> What you are asked to do
Write out every line of the listing below verbatim, omitting the pictures.
---------- Raw data
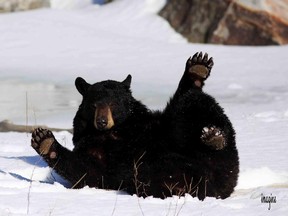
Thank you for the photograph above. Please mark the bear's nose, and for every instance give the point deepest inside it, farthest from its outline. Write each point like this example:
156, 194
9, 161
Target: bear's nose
101, 123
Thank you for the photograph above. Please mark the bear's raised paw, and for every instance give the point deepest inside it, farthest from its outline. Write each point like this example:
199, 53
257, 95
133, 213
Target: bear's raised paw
199, 67
43, 142
213, 137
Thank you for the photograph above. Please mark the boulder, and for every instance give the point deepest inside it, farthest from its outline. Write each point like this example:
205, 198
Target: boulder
21, 5
231, 22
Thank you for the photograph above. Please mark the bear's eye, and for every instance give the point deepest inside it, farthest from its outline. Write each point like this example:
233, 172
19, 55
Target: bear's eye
93, 106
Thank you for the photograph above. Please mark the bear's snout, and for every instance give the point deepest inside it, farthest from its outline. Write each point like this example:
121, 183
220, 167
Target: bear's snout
103, 117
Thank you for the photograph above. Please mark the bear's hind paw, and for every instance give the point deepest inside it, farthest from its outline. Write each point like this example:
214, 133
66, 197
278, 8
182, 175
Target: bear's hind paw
43, 141
213, 137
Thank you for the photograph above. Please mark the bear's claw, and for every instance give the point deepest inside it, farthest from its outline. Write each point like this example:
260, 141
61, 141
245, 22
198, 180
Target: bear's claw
213, 137
199, 68
43, 142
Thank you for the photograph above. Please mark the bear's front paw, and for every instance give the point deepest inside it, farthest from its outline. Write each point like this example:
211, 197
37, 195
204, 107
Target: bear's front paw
44, 143
199, 67
213, 137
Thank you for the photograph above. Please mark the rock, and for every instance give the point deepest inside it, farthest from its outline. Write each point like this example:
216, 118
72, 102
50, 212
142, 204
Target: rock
21, 5
238, 22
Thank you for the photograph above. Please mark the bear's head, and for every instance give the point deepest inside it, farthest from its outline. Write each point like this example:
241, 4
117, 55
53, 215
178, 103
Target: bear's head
105, 104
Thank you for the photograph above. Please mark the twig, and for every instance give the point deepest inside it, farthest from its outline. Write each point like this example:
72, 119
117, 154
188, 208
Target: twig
78, 181
8, 126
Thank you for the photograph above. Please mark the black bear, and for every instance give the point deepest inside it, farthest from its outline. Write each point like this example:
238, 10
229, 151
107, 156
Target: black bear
120, 144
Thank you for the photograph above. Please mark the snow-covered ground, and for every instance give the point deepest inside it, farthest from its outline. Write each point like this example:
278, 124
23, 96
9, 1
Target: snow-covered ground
43, 51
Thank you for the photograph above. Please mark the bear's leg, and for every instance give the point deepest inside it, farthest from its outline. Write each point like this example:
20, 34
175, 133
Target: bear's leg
213, 137
197, 70
65, 162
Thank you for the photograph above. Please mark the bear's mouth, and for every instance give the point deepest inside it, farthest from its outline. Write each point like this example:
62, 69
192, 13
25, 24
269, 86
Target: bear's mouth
103, 119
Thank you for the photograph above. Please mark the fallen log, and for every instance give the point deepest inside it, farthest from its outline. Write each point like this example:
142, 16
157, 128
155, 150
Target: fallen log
8, 126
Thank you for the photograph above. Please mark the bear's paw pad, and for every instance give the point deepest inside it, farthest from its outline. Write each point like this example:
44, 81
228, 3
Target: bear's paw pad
213, 137
42, 141
199, 66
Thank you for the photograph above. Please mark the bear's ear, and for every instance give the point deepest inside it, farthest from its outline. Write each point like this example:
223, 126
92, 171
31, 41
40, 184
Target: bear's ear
127, 81
81, 85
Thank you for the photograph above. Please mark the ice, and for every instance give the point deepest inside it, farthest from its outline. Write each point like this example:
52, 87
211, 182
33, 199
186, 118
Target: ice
43, 51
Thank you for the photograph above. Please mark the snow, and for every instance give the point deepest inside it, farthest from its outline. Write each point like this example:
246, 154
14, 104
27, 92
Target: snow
43, 51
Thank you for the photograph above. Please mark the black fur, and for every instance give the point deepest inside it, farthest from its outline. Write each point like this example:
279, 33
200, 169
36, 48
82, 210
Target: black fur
158, 153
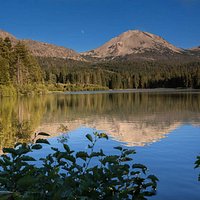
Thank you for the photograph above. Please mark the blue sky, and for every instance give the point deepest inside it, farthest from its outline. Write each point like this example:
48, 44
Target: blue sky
86, 24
--------------------
> Answer to the problem
Thank you for the photograph above. Please mark the bear's nose, and for every instance give the point deepest inside it, farthest from its outline. Write each point like this example:
156, 194
9, 161
Target: bear's nose
101, 123
Thank you for the photograph above. Please mark the bear's raised paw, and for every instance give the point deepest inside it, farthest from its outline. Write each point like this example:
199, 53
257, 95
133, 213
Target: bear's raised paw
199, 67
43, 142
213, 137
Thank you for the photograph above. Please mark the boulder, and for every instance give the point deepest inside it, farthest from its outline. Write each point like this example:
205, 198
Target: boulder
21, 5
231, 22
Thank you for the photograph above. Please mark the bear's eye, and for every instance give the point deepest inside it, farthest from its outline. Write each point like this example:
233, 172
19, 55
Target: bear's eye
93, 106
Thank you for the photograph above. Please mark the bear's snout, and for every instance give the point deepest inside it, farthest from its outline. Write each point like this example:
121, 183
220, 167
Target: bear's snout
103, 117
Thank you for the photograph above. Please mark the bear's hind paw, and for every instance give the point deepest inside it, farthest from its outline. Write each point like this example:
214, 133
66, 197
278, 8
182, 175
Target: bear's hind paw
43, 141
213, 137
Thank you for the photograph above. Please mark the bear's claw, and for every instance give the point deepest inside it, farthest from its outline. Write each point like this example:
260, 141
61, 141
245, 22
198, 180
Target: bear's claw
213, 137
199, 68
43, 142
Thank you for the photograph above. Please mark the bear's front paw, and for every instance give the point deepest inside it, farthest from its outline. Write each point like this example:
211, 197
37, 195
204, 107
Target: bear's front paw
44, 143
199, 67
213, 137
Thank you for the photograph above. Please mark the rock, and for every instance give the point deepest inside it, farthest from its outline. Write each point like this example:
216, 118
72, 102
50, 212
142, 204
Target: rock
21, 5
238, 22
Thank you for the photograph above. Please mark the bear's head, and for every instance give the point deepest inside it, farthest from its outline. Write each point like this example:
241, 4
117, 55
53, 215
178, 103
Target: bear's head
105, 104
Thank you for the photograph above. Please mark the twig, and for every instance give the point deepest inside it, farthest from its outline. Write each point like this example:
72, 119
117, 154
188, 208
Target: twig
78, 181
8, 126
Thank you for the photograph above. Please mark the black bear, and for every instance give the point deepest inside it, farthest from its outline. Write each point like this example:
238, 10
229, 151
107, 156
Target: black bear
120, 144
Thank you for the photograph above. Please mark the snow-covered ground, and for every instance give the point deepest inside it, farthest from its outline. Write each point like this example:
278, 124
23, 96
9, 1
Target: snow-covered ground
43, 51
Thank you for the photograph above. Please mark the bear's leg, and for every instance give the point deepest inside it, farthest from its outline. Write each point like this example:
20, 34
175, 133
Target: bear's leg
213, 137
197, 70
65, 162
Thank you for the photograph above. Please mark the bear's mouth, and for every instance give the point deepest inside it, farthest from its outline. Write each point like this example:
62, 69
192, 13
25, 24
269, 86
Target: bear's mouth
103, 119
Thank you for the photograph above. Please mark the fallen log, and for every instance give the point deepest inside it, farthest from its outline. Write each point like this example:
142, 16
157, 128
155, 150
Target: fallen log
8, 126
Thank you for the photograph above. Please mark the bear's paw pad, and for every instance give the point deepest inside it, farthest from its outline. Write each point like this example:
44, 81
228, 3
Target: bear's paw pad
213, 137
42, 141
199, 66
Thank you for the photograph above. Please mark the bear's ear, and for every instance give the point deepest inside it, farthest from its outline. Write each point like this example:
223, 126
92, 171
31, 41
40, 184
Target: bear's ear
127, 81
81, 85
Thank you for the photograph above. Please mark the ice, and for every instance give the point deepest inside it, farthest from its outline. Write each point like this example:
52, 87
211, 182
33, 199
186, 118
Target: ice
43, 51
Thank you for the photograph above. Please mark the snow, and for every instance give the point deepest inside it, farthest from its outline. Write each point like this example:
246, 154
14, 104
27, 92
Target: snow
43, 51
Thank you for the photograph above. Please mark the black fur, and for every instance give the point deepest inside it, farthest from its outline. Write each point like this example:
279, 33
200, 169
36, 48
82, 210
Target: black fur
158, 153
Thank you for the photograph above. Please mark the blue sky, and for every instance give the point deepest inside it, farthest from its outline. Write each point like this example:
48, 44
Target: blue sky
86, 24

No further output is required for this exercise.